▶ [Tasks to complete]
a) In the post about the boys' grades, why does Ryan need a new doctor for his ADD?
b) Check each statement against the post about the boys' grades: (i) Joel's grades were below average. (ii) Ryan's grades are emailed daily. (iii) Ryan was out sick for a full week. Answer yes or no for each, quoting the words from the post that decide it.
c) Pull out everything in the post about the boys' grades from "I had a feeling" down to "being handled appropriately.", word for word.

▶ [Excerpt]

BEGIN

Last month the marking period closed for the semester in our elementary school. Joel must have thought I wouldn’t know this fact, because he “forgot” to give me his report card. His grades were above average, it was the comments of his not working to his fullest capabilities that were the issue. I guess he figures I wouldn’t remember that conferences were held in conjunction with the close of grades for that term, and hence the issuing of report cards. He has had repeated issues throughout the year, with the basis of these issues being that he hurries to complete the work, and it is sloppy and has mistakes that would be caught if he would edit his work. I have at times stepped in and spoken to his teacher about this, and we continue to work towards changing his work habits both at home and at school.

Recently grades closed for the semester at the high school, and I once again intervened, this time for Ryan. He had missed a few days of school when we went to WDW with the Baileys, and he was out sick for two days last week. Daily I have his grades emailed to me, and I had consistently asked him about the zeros which were the missing assignments. It is my feeling that everything became out of control for him what with being out sick, missing additional work as a result, and grades closing. He had more than one class now with zeros for assignment grades, and his final grades were suffering as a result. I called to speak with his guidance counselor, and reminded him that Ryan has Attention Deficit Disorder (ADD). He said he could talk with another staff member about Ryan, and see if they could come up with a plan to help him with his classes. I agreed that this would be helpful, and am in the process of finding another doctor to manage Ryan’s ADD, since the doctor he had been seeing is no longer in practice.

I had a feeling that it would be a matter of time before the ADD would once again affect his ability to learn. Ryan finds he is at times very distracted, making it difficult to read and write. The majority of his classes now require both skills, and lots of them. Ryan has learned to compensate for his inabilities, and has done quite well for the most part. It is hard to know when to step back and let them handle the situation, and when to intervene. I’ve had to do this on more than one occasion for the ADD. In order to have him diagnosed, we had to undergo numerous assessments which took course over an entire school year in elementary school. I’ve also had to intervene when he had his allergy to dairy if I felt it wasn’t being handled appropriately.

This time he sees what I’ve been saying all year; if you have trouble keeping up, things will quickly fall apart in all of your classes. Trying to GET back on track is often times harder than just staying there in the first place. Sometimes, mother does know best.

END

▶ [Material provided]

BEGIN

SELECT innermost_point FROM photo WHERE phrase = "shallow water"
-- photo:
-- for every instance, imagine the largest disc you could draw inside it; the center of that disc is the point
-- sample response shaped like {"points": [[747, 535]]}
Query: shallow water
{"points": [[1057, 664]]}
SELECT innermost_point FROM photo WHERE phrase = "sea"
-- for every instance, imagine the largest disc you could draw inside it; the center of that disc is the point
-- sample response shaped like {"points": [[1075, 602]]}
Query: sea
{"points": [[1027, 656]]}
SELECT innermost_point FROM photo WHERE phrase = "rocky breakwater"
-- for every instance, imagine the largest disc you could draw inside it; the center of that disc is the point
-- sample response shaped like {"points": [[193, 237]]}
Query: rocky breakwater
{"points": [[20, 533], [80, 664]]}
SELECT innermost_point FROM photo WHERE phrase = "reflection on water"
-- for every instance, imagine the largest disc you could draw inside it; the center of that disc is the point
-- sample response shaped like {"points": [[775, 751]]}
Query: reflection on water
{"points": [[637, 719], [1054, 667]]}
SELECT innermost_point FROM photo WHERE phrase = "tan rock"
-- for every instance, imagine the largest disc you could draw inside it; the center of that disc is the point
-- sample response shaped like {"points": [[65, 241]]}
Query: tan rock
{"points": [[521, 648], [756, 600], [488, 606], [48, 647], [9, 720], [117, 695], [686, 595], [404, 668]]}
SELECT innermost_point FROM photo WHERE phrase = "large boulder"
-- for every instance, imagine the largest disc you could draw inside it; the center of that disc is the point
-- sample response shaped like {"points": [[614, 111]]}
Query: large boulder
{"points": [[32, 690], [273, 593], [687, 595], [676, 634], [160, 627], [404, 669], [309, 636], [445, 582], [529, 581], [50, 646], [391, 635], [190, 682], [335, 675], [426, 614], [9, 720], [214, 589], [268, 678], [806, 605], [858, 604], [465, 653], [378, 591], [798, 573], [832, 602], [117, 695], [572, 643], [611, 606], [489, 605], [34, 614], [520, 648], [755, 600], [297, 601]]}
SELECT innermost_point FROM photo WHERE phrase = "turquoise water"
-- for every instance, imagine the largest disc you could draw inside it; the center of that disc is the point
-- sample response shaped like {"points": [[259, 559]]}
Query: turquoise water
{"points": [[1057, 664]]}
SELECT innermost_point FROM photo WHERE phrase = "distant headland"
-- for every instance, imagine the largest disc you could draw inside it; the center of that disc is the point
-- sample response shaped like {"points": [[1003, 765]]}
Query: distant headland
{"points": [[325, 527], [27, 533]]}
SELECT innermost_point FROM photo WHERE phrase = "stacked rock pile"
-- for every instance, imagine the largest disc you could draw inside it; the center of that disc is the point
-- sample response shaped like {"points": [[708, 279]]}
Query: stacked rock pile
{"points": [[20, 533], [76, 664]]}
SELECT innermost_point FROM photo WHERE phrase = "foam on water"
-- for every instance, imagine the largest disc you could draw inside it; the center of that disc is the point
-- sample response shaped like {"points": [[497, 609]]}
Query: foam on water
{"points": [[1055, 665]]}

END

▶ [Outputs by task]
a) The doctor he had been seeing is no longer in practice.

b)
(i) No: "His grades were above average"
(ii) Yes: "Daily I have his grades emailed to me"
(iii) No: "he was out sick for two days last week"

c)
I had a feeling that it would be a matter of time before the ADD would once again affect his ability to learn. Ryan finds he is at times very distracted, making it difficult to read and write. The majority of his classes now require both skills, and lots of them. Ryan has learned to compensate for his inabilities, and has done quite well for the most part. It is hard to know when to step back and let them handle the situation, and when to intervene. I’ve had to do this on more than one occasion for the ADD. In order to have him diagnosed, we had to undergo numerous assessments which took course over an entire school year in elementary school. I’ve also had to intervene when he had his allergy to dairy if I felt it wasn’t being handled appropriately.